§ The task
Show every line in the items below that contains the word "Where".
· · ·
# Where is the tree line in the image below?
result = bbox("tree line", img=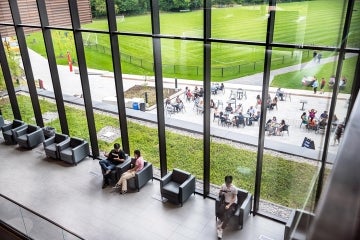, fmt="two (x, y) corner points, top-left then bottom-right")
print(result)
(90, 0), (311, 18)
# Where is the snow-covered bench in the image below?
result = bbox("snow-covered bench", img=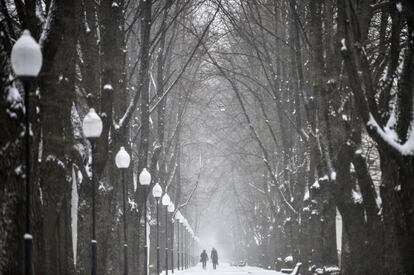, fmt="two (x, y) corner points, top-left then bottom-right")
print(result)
(280, 263), (302, 275)
(310, 266), (341, 275)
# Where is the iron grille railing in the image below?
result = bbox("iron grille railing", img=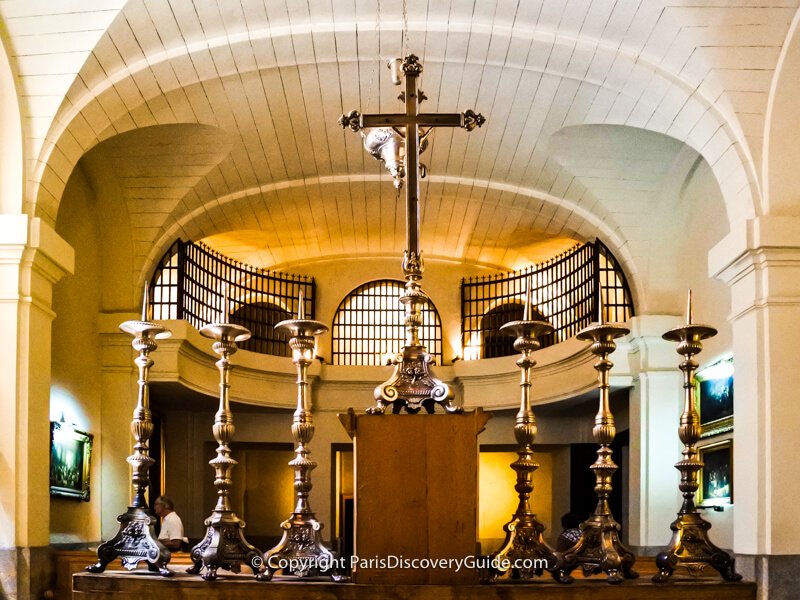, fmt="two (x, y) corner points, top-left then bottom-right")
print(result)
(150, 240), (316, 356)
(332, 279), (442, 365)
(461, 240), (634, 360)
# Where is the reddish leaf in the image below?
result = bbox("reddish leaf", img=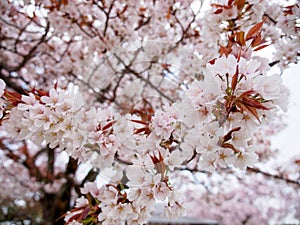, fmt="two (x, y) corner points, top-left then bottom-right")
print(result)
(246, 20), (265, 41)
(236, 102), (260, 122)
(242, 97), (270, 110)
(214, 8), (223, 14)
(130, 120), (148, 126)
(231, 66), (239, 92)
(251, 32), (261, 47)
(253, 44), (270, 51)
(223, 127), (241, 142)
(234, 0), (246, 10)
(236, 31), (246, 46)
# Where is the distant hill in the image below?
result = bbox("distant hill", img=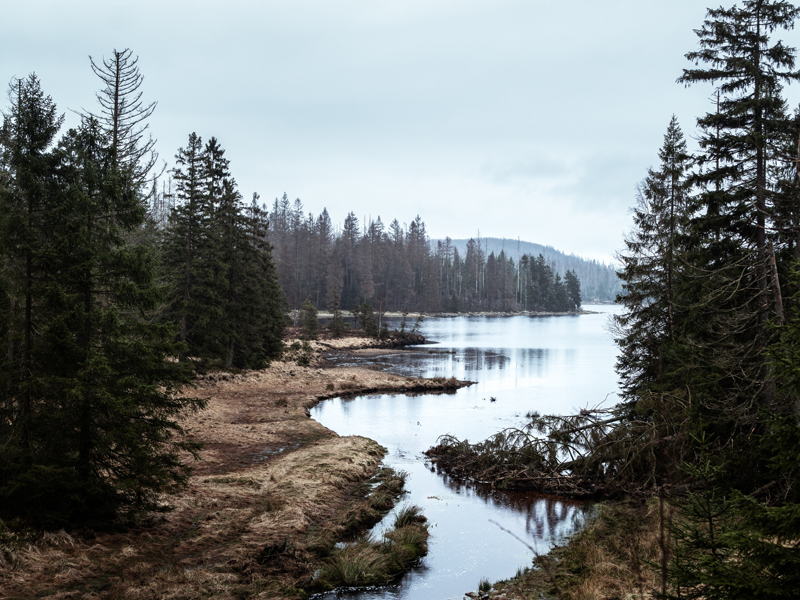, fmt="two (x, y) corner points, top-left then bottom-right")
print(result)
(431, 238), (622, 302)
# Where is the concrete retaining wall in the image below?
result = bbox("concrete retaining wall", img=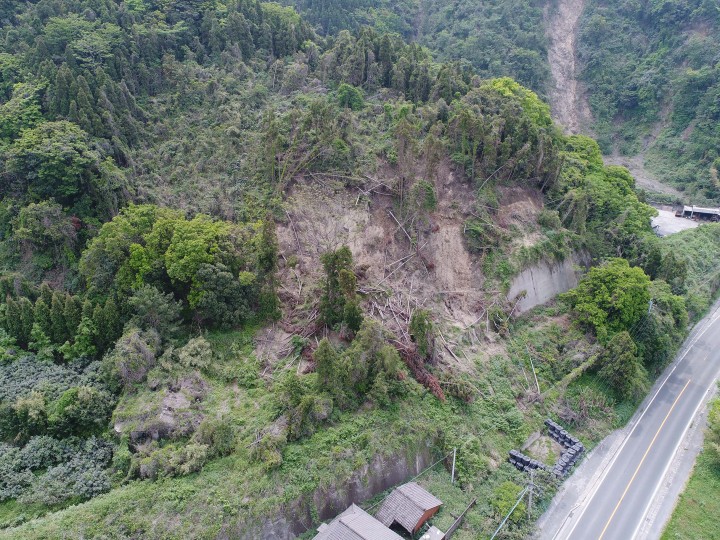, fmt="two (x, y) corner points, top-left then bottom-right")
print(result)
(236, 445), (439, 540)
(507, 253), (589, 314)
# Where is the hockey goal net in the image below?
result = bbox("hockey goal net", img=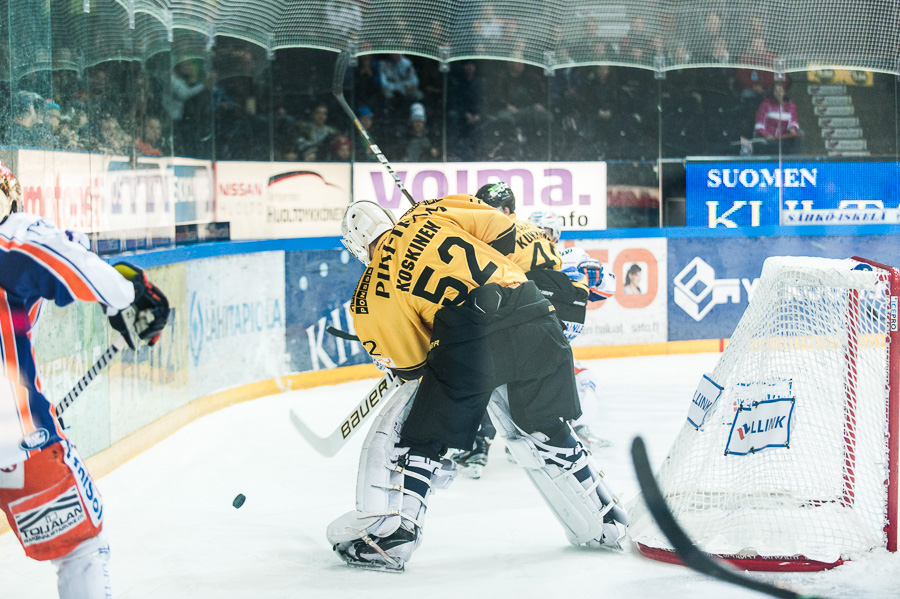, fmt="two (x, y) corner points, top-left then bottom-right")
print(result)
(629, 257), (900, 570)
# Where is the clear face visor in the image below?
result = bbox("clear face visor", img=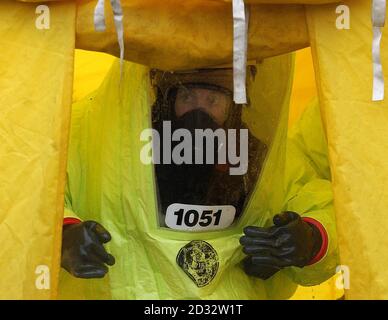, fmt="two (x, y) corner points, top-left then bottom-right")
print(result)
(153, 58), (289, 232)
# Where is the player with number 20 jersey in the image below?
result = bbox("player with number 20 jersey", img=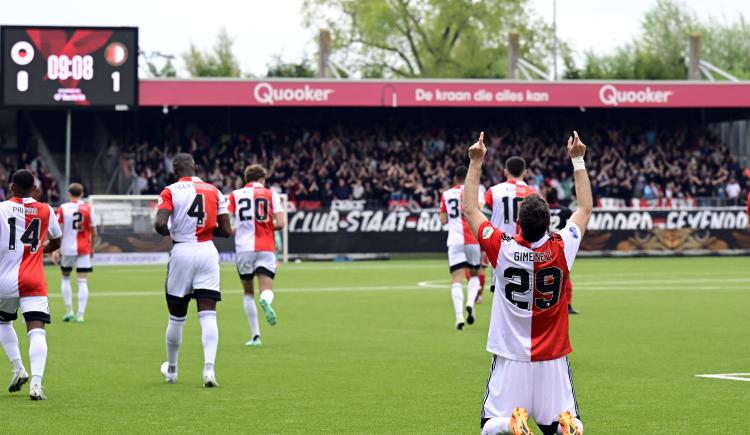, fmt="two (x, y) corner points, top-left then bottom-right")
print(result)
(229, 165), (284, 346)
· · ·
§ Complete output
# Where is the tree line in the image below?
# Where is the snow-covered bench in the image below?
# Where is the iron grille railing in the image below?
# Where is the reddish leaf in the image below?
# Where is the distant hill in the image below?
# Where is the concrete retaining wall in the image below?
# Where is the hockey goal net in the image below?
# Where is the clear face visor in the image below?
# Where is the player with number 20 jersey in the image below?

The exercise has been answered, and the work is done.